***** 练习材料
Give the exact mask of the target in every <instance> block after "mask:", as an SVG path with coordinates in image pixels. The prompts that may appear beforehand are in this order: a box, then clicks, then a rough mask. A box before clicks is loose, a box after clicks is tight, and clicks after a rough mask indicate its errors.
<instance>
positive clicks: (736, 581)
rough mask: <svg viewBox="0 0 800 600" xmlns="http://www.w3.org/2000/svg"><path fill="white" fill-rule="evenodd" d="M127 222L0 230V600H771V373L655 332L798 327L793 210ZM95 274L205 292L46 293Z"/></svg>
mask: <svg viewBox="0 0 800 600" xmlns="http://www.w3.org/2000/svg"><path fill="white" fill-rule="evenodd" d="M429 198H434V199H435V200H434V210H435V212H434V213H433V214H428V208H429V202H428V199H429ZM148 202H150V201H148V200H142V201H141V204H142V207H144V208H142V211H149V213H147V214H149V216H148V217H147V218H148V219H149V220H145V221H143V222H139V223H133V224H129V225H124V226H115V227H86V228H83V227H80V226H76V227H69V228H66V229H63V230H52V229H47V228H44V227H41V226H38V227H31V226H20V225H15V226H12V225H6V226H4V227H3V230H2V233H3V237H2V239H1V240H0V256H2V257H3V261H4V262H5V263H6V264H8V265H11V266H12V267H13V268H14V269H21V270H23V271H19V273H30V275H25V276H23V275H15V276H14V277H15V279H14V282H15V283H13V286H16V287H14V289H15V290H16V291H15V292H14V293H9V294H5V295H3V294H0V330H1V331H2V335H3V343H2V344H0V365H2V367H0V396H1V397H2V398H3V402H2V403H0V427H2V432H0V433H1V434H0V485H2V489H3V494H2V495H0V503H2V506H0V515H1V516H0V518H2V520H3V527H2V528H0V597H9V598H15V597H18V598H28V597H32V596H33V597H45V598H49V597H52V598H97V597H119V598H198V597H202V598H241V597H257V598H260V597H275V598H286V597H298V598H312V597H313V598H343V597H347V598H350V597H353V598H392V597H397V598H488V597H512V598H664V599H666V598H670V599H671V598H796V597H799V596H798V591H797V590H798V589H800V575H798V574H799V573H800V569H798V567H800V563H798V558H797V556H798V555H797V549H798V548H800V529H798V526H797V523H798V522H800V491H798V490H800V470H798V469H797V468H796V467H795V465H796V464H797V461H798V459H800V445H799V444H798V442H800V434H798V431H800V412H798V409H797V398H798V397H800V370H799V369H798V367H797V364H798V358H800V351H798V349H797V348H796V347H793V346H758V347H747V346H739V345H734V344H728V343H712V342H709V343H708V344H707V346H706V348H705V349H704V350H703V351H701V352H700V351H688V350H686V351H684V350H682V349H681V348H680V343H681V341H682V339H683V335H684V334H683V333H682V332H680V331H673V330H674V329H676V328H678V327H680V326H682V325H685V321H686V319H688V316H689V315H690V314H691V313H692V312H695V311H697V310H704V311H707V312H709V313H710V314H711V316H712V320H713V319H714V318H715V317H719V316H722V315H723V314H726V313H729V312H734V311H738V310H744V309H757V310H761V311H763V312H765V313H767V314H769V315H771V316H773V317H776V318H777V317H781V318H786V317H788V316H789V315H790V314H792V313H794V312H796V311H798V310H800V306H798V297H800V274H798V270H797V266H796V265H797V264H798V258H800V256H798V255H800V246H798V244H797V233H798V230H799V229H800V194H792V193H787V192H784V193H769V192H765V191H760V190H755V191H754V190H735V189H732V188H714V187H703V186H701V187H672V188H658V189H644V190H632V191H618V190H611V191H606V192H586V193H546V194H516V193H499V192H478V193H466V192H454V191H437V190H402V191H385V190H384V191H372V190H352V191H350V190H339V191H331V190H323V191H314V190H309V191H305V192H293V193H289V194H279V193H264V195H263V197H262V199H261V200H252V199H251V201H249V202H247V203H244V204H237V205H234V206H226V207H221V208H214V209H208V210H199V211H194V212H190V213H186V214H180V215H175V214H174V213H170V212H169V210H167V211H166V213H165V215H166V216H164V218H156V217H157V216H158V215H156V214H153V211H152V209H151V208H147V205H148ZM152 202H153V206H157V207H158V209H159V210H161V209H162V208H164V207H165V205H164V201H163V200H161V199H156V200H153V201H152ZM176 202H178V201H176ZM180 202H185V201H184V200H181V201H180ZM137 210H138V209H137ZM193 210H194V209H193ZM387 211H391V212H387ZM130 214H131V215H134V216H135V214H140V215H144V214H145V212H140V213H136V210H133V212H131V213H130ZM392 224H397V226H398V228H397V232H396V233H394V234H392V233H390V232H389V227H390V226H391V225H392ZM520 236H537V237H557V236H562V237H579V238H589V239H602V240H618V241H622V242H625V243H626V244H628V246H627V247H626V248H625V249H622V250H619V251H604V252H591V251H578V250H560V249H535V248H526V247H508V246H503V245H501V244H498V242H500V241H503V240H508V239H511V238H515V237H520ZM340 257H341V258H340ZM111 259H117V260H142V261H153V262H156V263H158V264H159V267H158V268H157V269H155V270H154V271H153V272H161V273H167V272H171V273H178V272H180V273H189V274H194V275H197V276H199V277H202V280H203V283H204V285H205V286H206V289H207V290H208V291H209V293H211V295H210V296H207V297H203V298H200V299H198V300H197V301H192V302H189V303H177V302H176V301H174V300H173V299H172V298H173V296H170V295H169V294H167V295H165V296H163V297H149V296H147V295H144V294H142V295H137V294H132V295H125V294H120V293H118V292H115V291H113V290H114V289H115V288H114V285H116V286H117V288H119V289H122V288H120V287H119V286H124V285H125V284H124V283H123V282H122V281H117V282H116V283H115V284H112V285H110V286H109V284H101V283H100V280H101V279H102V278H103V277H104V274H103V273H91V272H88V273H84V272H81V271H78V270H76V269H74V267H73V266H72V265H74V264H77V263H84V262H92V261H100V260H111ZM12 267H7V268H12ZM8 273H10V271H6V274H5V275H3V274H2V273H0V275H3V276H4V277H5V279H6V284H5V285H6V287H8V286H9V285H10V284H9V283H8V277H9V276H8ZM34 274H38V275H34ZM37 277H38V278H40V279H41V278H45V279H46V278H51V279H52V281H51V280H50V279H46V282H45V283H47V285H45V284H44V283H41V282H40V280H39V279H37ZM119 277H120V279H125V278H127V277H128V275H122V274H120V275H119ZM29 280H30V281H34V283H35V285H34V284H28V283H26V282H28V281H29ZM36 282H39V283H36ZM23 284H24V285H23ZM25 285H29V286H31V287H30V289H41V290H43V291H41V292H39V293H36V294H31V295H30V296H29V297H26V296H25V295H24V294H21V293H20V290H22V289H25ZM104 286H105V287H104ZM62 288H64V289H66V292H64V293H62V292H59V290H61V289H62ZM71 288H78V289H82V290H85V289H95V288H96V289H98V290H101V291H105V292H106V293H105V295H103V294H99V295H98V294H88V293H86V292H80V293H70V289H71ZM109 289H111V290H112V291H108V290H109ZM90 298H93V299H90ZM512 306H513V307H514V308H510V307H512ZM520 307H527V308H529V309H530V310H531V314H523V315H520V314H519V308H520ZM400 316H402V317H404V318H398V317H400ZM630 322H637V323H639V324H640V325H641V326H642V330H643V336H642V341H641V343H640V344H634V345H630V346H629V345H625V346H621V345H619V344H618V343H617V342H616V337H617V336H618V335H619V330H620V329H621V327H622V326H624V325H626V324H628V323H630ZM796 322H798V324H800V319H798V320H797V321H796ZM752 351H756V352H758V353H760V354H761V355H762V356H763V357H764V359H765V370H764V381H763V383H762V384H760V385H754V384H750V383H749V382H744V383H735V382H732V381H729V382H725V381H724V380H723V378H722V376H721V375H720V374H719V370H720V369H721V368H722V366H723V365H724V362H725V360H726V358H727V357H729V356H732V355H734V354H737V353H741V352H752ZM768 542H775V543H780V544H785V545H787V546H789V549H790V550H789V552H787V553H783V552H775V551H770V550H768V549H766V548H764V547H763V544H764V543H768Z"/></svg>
**********
> **任务**
请重新写出从记录开头到包含“rough mask: <svg”的那一行，并将其中的“rough mask”替换为“coarse mask”，其余内容保持不变。

> **练习解答**
Give the exact mask of the target in every <instance> block after "mask:", as an SVG path with coordinates in image pixels. The prompts that may appear beforehand are in this order: a box, then clicks, then a coarse mask. A box before clicks is loose, a box after clicks is tight, and clicks after a coarse mask indicate its errors.
<instance>
positive clicks: (736, 581)
coarse mask: <svg viewBox="0 0 800 600" xmlns="http://www.w3.org/2000/svg"><path fill="white" fill-rule="evenodd" d="M127 222L0 230V600H771V373L655 332L798 327L793 210ZM95 274L205 292L46 293Z"/></svg>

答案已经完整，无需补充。